CONSIGNES DE L'EXERCICE:
1. Comment présenteriez-vous sous forme de liste le paragraphe de l'extrait sur le livre de Peter Wohlleben qui commence par « Les êtres vivants entretiennent des relations », sans perdre ses faits principaux ?
2. Rédigez la suite de l'extrait sur le livre de Peter Wohlleben, à partir de sa dernière phrase.

EXTRAIT FOURNI:

********************

Peter Wohlleben plaide donc avec efficacité pour une foresterie plus douce – la futaie jardinée, qu’il considère comme l’équivalent forestier de l’agriculture biologique – et la préservation de zones de forêt laissées à leur évolution naturelle. Il plaide aussi pour une reconnaissance par la loi du caractère vivant des arbres. On ne peut que le suivre sur ce point, tout en regrettant qu’il n’ait pas conduit une analyse globale sur l’usage du bois dans le monde et la surconsommation de produits forestiers – notamment de papier –, même s’il l’évoque brièvement en fin d’ouvrage.
La gestion durable des forêts d’Europe ne doit pas se faire au détriment des forêts équatoriales. Notre boulimie de papier et de carton est en cause et, pour reprendre la hiérarchie mise en place par l’association négaWatt en matière d’énergie, l’ordre des priorités devrait être : sobriété, efficacité et gestion durable. Aucune futaie jardinée ne sera possible si nous poursuivons la société de la gabegie. C’est parce que nous économiserons les ressources que nous pourrons bien les gérer. Tout en nous sensibilisant à juste titre aux enjeux forestiers, le propos de P. Wohlleben manque de vigueur pour dénoncer le problème structurel de notre hyperconsommation.
L’une des forces du livre est de toucher notre sensibilité en tutoyant l’anthropomorphisme. L’arbre ressent, souffre, communique. A-t-il un cerveau, se demande Peter Wohlleben ? Le procédé est efficace, mais le problème n’est-il pas pris par le mauvais bout ? Convaincre les hommes que les plantes (après les animaux) leur ressemblent constitue un contre-sens. Ce ne sont pas les arbres et les animaux qui nous ressemblent, c’est nous qui appartenons à la grande cohorte des êtres vivants et partageons des traits communs.
Les êtres vivants entretiennent des relations avec leur environnement, relations physiques, chimiques, biologiques. Aucun ne peut faire l’économie, faute de disparaître en tant qu’espèce, de réagir aux changements de cet environnement, ce qui veut dire disposer de capteurs, adapter sa physiologie, interagir avec d’autres organismes. La manière dont l’homme communique avec son environnement et ses proches – par le regard, la pensée consciente, la parole, la formation de sentiments – est une modalité de cette aptitude générale du vivant.

********************

MATÉRIEL RECUEILLI:
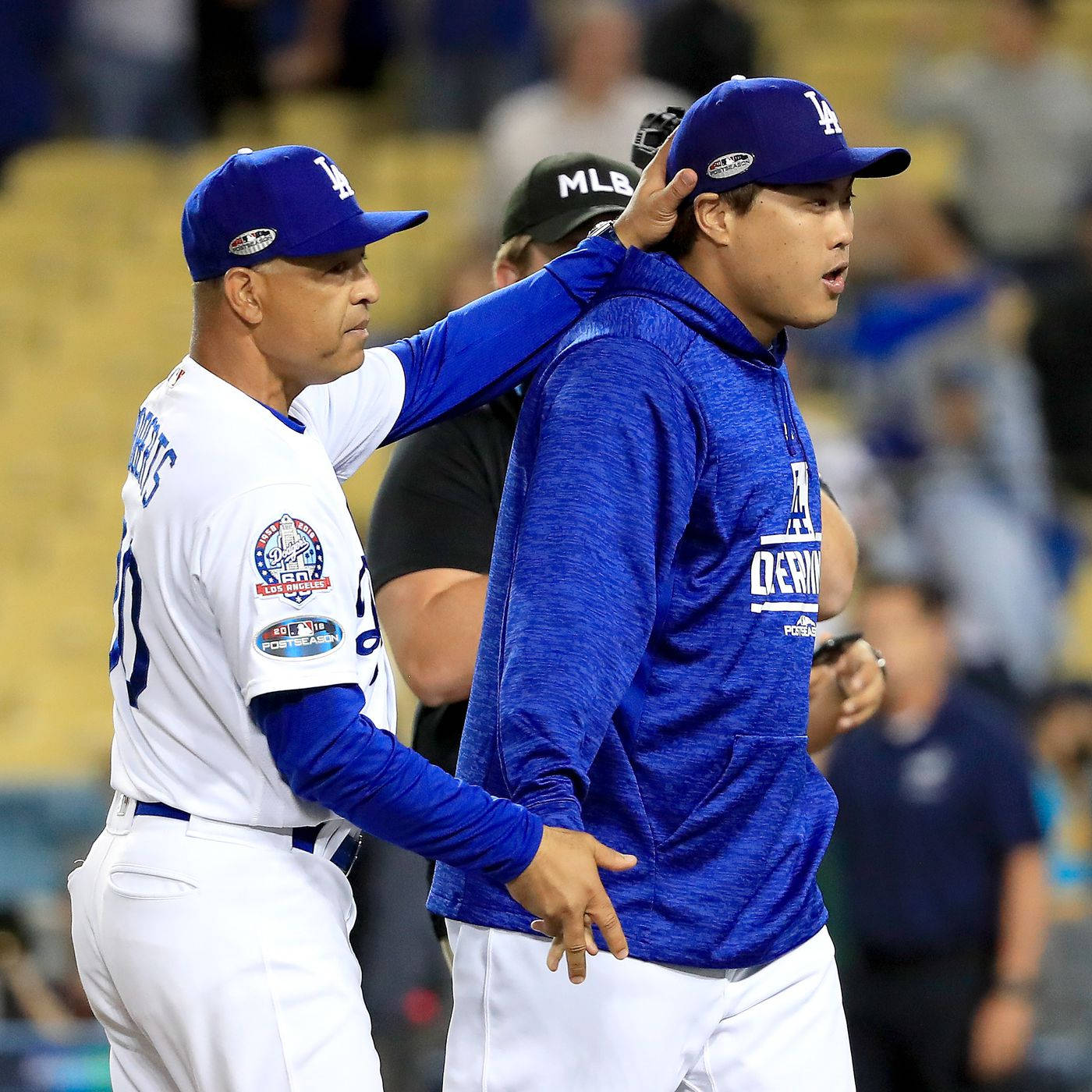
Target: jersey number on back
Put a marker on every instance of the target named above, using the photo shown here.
(128, 593)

********************

LISTE DES RÉPONSES:
1.
- Les êtres vivants ont avec leur environnement des relations physiques, chimiques et biologiques.
- Pour ne pas disparaître en tant qu'espèce, chacun doit réagir aux changements de cet environnement, c'est-à-dire disposer de capteurs, adapter sa physiologie et interagir avec d'autres organismes.
- La manière dont l'homme communique avec son environnement et ses proches (regard, pensée consciente, parole, formation de sentiments) est une modalité de cette aptitude générale du vivant.

2.
Le problème n’est donc pas de savoir si les arbres « ressentent » ou « pensent » de manière plus ou moins similaire aux hommes, mais de situer la façon propre à l’homme de percevoir et de traiter l’information dans la diversité des solutions. Un peu d’anthropomorphisme peut nous aider à sortir de notre cocon narcissique, mais cet anthropomorphisme demeure une séquelle de notre anthropocentrisme. Ce ne sont pas les êtres vivants qui sont comme les hommes, ce sont les hommes qui appartiennent au monde du vivant.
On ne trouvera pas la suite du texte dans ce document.